[Data drawn from a collection]
* START *

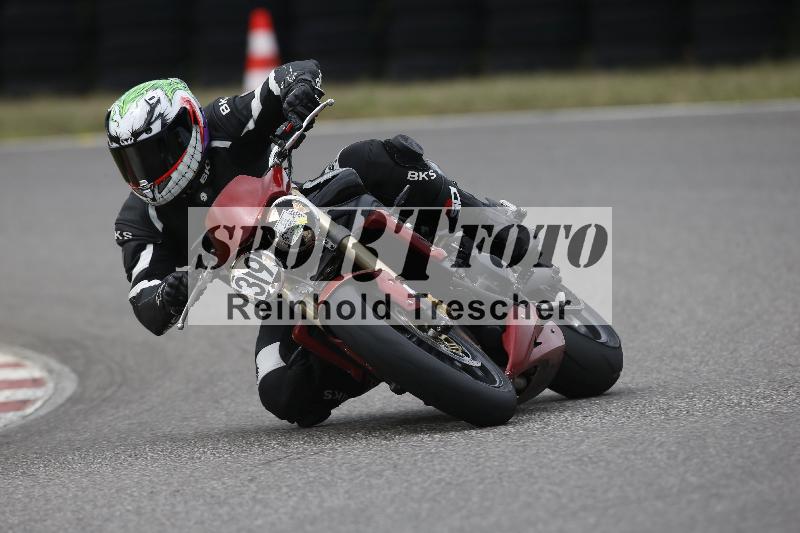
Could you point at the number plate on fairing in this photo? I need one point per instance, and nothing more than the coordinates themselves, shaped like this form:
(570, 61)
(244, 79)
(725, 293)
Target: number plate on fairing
(257, 275)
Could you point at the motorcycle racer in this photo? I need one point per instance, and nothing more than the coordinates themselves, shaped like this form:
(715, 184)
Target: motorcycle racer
(175, 154)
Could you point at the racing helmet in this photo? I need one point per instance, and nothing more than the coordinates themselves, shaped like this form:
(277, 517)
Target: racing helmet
(157, 136)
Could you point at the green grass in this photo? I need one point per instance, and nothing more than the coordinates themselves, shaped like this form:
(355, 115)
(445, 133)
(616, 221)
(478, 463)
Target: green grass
(55, 115)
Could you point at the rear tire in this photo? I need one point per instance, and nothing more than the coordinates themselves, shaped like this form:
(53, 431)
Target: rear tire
(592, 358)
(434, 379)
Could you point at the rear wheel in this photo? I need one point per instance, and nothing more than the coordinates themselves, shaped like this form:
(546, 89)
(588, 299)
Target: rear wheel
(592, 360)
(449, 372)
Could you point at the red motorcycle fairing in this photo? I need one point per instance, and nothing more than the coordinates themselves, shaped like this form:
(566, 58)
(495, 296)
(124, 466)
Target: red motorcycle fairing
(535, 351)
(241, 203)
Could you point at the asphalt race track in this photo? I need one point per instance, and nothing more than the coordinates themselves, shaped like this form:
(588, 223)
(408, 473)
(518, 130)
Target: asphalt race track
(700, 434)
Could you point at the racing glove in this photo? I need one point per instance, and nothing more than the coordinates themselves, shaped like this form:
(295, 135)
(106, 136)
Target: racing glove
(173, 292)
(300, 101)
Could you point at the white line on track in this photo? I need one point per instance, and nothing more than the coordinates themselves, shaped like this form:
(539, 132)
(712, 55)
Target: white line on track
(27, 372)
(472, 120)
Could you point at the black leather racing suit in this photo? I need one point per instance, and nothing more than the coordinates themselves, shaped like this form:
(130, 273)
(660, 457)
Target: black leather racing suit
(154, 239)
(292, 384)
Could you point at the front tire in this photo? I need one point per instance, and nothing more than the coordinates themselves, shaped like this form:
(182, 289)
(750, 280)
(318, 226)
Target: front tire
(479, 395)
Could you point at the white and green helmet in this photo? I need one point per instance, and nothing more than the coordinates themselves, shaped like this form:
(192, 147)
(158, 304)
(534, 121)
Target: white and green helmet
(157, 136)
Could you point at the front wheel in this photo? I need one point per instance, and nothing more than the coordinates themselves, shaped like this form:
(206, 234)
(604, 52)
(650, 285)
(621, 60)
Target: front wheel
(592, 360)
(449, 372)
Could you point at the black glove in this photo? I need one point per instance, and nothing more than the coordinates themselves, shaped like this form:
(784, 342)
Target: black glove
(173, 292)
(300, 101)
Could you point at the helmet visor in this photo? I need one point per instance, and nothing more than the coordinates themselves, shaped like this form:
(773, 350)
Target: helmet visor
(149, 161)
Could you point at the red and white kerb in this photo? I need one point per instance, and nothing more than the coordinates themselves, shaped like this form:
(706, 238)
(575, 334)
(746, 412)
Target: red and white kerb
(23, 388)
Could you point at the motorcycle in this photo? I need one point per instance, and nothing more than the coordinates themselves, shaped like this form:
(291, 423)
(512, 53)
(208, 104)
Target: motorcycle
(441, 362)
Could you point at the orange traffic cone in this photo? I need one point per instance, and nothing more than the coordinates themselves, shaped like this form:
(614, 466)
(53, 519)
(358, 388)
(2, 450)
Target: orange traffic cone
(262, 49)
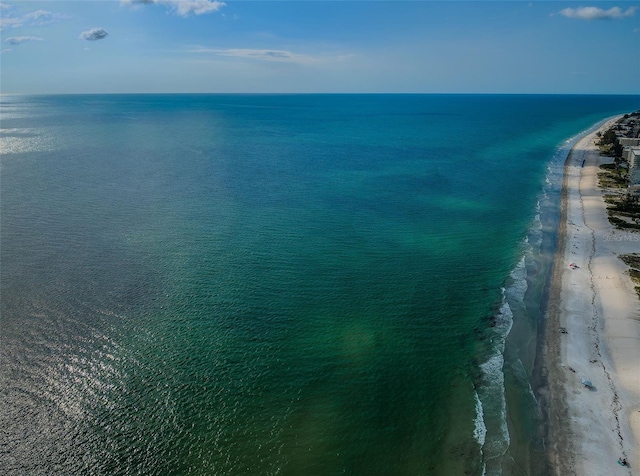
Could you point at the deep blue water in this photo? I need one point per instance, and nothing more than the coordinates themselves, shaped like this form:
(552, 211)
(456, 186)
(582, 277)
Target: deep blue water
(277, 284)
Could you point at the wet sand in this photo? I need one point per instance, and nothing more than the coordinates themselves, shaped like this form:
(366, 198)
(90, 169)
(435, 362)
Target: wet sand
(592, 332)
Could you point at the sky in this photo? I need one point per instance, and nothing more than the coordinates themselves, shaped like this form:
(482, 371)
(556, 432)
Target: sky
(207, 46)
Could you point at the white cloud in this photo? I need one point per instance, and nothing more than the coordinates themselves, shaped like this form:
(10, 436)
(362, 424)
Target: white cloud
(37, 18)
(280, 56)
(93, 34)
(16, 40)
(595, 13)
(259, 54)
(184, 8)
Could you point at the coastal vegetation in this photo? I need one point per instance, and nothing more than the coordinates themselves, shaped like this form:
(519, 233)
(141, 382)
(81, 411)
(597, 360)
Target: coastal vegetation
(623, 203)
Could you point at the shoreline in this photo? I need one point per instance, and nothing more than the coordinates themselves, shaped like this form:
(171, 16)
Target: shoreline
(592, 332)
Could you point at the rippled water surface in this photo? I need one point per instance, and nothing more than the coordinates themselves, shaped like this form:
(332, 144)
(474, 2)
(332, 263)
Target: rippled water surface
(297, 284)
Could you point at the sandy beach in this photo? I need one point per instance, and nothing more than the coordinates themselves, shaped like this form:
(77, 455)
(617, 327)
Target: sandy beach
(593, 331)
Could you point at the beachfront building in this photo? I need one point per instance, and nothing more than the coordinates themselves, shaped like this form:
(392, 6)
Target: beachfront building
(632, 155)
(629, 141)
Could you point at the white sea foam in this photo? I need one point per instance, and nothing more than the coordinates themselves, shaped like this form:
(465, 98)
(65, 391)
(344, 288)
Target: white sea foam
(480, 429)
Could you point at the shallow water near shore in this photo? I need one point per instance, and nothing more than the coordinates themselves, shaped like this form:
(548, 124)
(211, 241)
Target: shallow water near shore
(277, 284)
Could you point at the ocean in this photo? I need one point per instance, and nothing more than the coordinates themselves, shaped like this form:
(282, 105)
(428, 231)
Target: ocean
(278, 284)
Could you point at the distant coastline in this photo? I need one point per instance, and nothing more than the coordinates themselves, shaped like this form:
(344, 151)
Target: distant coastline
(591, 352)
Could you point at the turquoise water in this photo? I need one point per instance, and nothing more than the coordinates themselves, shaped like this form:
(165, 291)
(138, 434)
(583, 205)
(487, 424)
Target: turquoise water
(277, 284)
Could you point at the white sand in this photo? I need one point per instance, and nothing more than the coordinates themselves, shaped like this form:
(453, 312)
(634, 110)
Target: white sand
(600, 311)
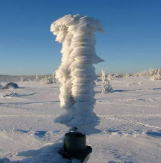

* END *

(GIVEN PROBLEM): Return every line of the data above verbatim, but leave out the pictures.

(EXERCISE ANSWER):
Could you point at the number plate on fairing in this photo? I need one point per instance, and nothing more than the coordinates themselves, shaped like this form:
(570, 61)
(244, 79)
(725, 293)
Target: number plate on fairing
(257, 275)
Could you point at the motorcycle racer in this photo? I need one point per instance, and nothing more than the coordinates themselves, shaped like this form:
(715, 184)
Target: motorcycle racer
(175, 154)
Could you point at the racing helmet in this photo? I need one point per instance, and nothing more than the coordinates themselves, shaped like this form:
(277, 517)
Target: racing helmet
(157, 136)
Could you point at the green grass in this photo? I need one point per instance, and nothing more than the coordinates themselves, shaped like this form:
(355, 115)
(445, 133)
(616, 221)
(478, 463)
Target: green grass
(55, 115)
Could you point at the rear tire in this photo? I need one point per instance, and nothing more than the coordinates themselves, shaped like this form:
(53, 431)
Target: rear tire
(592, 358)
(434, 379)
Could you point at the rear wheel in this photo? I need one point per instance, and nothing more than the coordinates themselves, shaped like this form:
(546, 89)
(588, 299)
Target: rear wheel
(592, 360)
(449, 372)
Could you point at the red motorcycle fairing in this photo? I need one point per instance, and nothing more than the coordinates themselves, shaped like this form:
(566, 58)
(495, 296)
(124, 466)
Target: red motorcycle fairing
(535, 351)
(241, 203)
Could you point at the asphalt race track in this photo? I need one point per instance, and nothing more than the coordinates themselves, shaped like this form:
(588, 223)
(408, 473)
(518, 130)
Target: asphalt race track
(700, 434)
Could you point at the racing glove in this photo? I need one point per instance, and nothing more than the coordinates themselves, shaped like this form:
(295, 135)
(106, 136)
Target: racing glove
(173, 292)
(300, 101)
Could you point at the white line on track in this photo? I need one point per instance, and nothing more than the coordinates themselves, shaped like this form:
(539, 132)
(712, 55)
Target: white line on track
(27, 372)
(472, 120)
Could you point at the black leather racing suit in this photo? I need one point per instance, and nothing more than the coordinates themselves, shaped like this form:
(130, 273)
(660, 457)
Target: black leather racing suit
(154, 239)
(292, 384)
Could you point at the front tire in this photo? I need one point per instance, and nothing more than the coordinates themselves, shaped like this form:
(182, 289)
(750, 280)
(318, 226)
Target: front tire
(479, 395)
Could you point at the white and green helmet in this photo? I need one point per instance, and nothing more than the coordinates themselves, shaped like this form:
(192, 147)
(158, 304)
(534, 121)
Target: white and green helmet
(157, 136)
Could you point at the front wheel in this photo? I need one point per instance, and nothing more than the coordinates themselves, shaped like this form:
(206, 234)
(604, 52)
(650, 285)
(621, 60)
Target: front wheel
(592, 360)
(449, 372)
Could you point at the black glove in this photo? I need one point per instance, and nothing more than the coordinates themselves, shaped like this form:
(784, 342)
Target: black glove
(173, 292)
(300, 101)
Could you point at the helmet visor in this photo? I need one point per instance, and nothing more than the coordinates themselves, shaped like this form:
(773, 350)
Target: helmet visor
(149, 161)
Could you point at the red and white kerb in this photo? I need one point per instance, and nothing more than the coordinates themselves, shaped like this form:
(706, 238)
(575, 334)
(746, 412)
Target: red and white kerb
(23, 388)
Could you point at the motorcycle in this photo? I need one point per instance, and nothing more than the coordinates themselves, shaped like this form:
(291, 423)
(512, 53)
(208, 104)
Target: motorcycle
(441, 362)
Could you point at the orange traffic cone in this photo? I need one point per instance, and nothing more than the coordinates themselves, shaped like this form:
(614, 466)
(53, 519)
(358, 388)
(2, 450)
Target: orange traffic cone
(262, 49)
Could you point at the deep blue water in this photo? I need one point per instance, and nothing more than the coordinates themselves, shaped like this form:
(552, 211)
(456, 186)
(582, 277)
Target: deep blue water
(277, 284)
Could you point at the wet sand in this photo? I need one point per instance, and nothing more than the coordinates themselves, shaped like this form:
(366, 198)
(90, 169)
(435, 362)
Target: wet sand
(592, 332)
Could you point at the sky in this photo? I need one point per instance, and nothing more than the coordinates themselves, shaped like this form:
(482, 371)
(556, 432)
Target: sky
(207, 46)
Could you point at the white cloud in this photo? I need one point per instance, and nothing more than the coordinates themselves, shaped like this form:
(10, 436)
(362, 424)
Target: white cloud
(37, 18)
(280, 56)
(93, 34)
(16, 40)
(595, 13)
(259, 54)
(184, 8)
Could you point at the coastal vegetation in this photo? I need one point per instance, and nothing more than the coordinates themselves, shaped like this form:
(519, 233)
(141, 382)
(81, 411)
(597, 360)
Target: coastal vegetation
(623, 203)
Could you point at the shoreline in this photo? I need one point per instance, and nothing more than the coordinates themselves, shaped like this form:
(171, 16)
Target: shoreline
(592, 332)
Could you point at the rippled water surface in this photo? I need one point per instance, and nothing more than the coordinates themselves, shaped like this form:
(332, 144)
(474, 2)
(332, 263)
Target: rippled water surface
(297, 284)
Could you point at the sandy beach in this photo? I need one point per instance, and nothing more than the coordinates themselves, shaped like this form:
(77, 455)
(617, 327)
Target: sandy beach
(593, 331)
Could you point at the beachfront building in this photo? I need one point per instance, and nothing more than the coordinates themselves, shaped like this form:
(392, 6)
Target: beachfront building
(632, 155)
(629, 141)
Could you point at the white sea foam in this photo? I need one point per instance, and nothing more than the coordinates themselves, shaped like this form:
(465, 98)
(65, 391)
(344, 288)
Target: white sea foam
(480, 429)
Could you point at the shallow water near shore in this photo? I need one point per instance, and nothing more than the coordinates themselves, shaped like this form:
(548, 124)
(211, 241)
Target: shallow water near shore
(277, 284)
Could you point at the ocean in this photo? I need one point per instance, and nothing more than the coordinates themselves, shaped like this form:
(282, 105)
(428, 231)
Target: ocean
(278, 284)
Could you point at the distant coastline in this photo? I need one point per instance, and nothing more than the coordinates themselves, shaped like this form:
(344, 151)
Target: distant coastline
(591, 352)
Could you point at the turquoise water in this photo? I need one point per instance, and nothing more than the coordinates themselves, shaped like this form:
(165, 291)
(138, 434)
(583, 205)
(487, 424)
Target: turquoise water
(277, 284)
Could you point at the white sand in this photo? I need one point per instance, and nothing more than the coordinates themselves, shaped like this form:
(453, 312)
(634, 110)
Target: white sand
(600, 311)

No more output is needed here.